(Excerpts from a point labeling dataset)
____________________

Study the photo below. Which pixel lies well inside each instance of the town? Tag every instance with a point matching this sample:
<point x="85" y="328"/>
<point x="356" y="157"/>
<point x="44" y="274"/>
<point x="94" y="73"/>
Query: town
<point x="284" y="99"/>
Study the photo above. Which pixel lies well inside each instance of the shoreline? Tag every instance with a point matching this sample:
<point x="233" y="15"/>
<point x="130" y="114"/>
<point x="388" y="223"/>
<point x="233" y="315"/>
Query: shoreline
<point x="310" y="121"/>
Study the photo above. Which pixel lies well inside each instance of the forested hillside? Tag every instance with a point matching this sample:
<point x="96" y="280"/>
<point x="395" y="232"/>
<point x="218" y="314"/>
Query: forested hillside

____________________

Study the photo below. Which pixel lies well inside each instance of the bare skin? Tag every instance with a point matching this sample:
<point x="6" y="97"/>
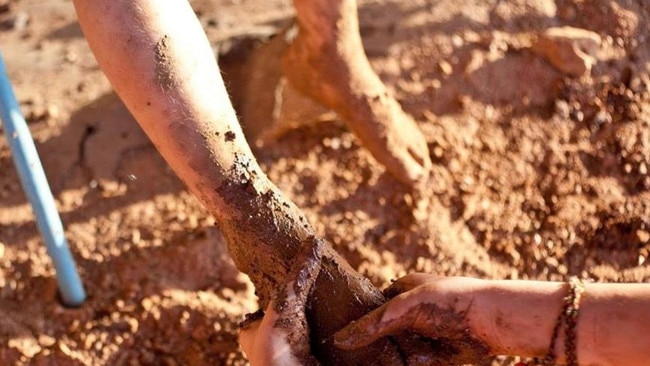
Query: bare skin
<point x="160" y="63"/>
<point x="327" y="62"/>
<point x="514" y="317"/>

____________________

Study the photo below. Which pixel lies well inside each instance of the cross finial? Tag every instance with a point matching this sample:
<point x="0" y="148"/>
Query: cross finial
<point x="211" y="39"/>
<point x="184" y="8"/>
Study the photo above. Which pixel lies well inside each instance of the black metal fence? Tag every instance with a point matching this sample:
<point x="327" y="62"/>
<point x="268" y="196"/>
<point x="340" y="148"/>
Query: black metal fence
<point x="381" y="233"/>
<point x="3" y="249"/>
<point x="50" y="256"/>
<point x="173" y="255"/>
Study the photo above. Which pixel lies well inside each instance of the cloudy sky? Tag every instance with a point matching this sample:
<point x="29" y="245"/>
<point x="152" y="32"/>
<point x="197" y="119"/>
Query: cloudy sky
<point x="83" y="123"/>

____________________

* Task details
Pick out every line in the rows above that contains the word "cloudy" and copy each of those lines.

* Exercise result
Study the photo above. Which pixel lies well inside each instance of the cloudy sky? Tag every instance with a point matching this sample:
Query: cloudy sky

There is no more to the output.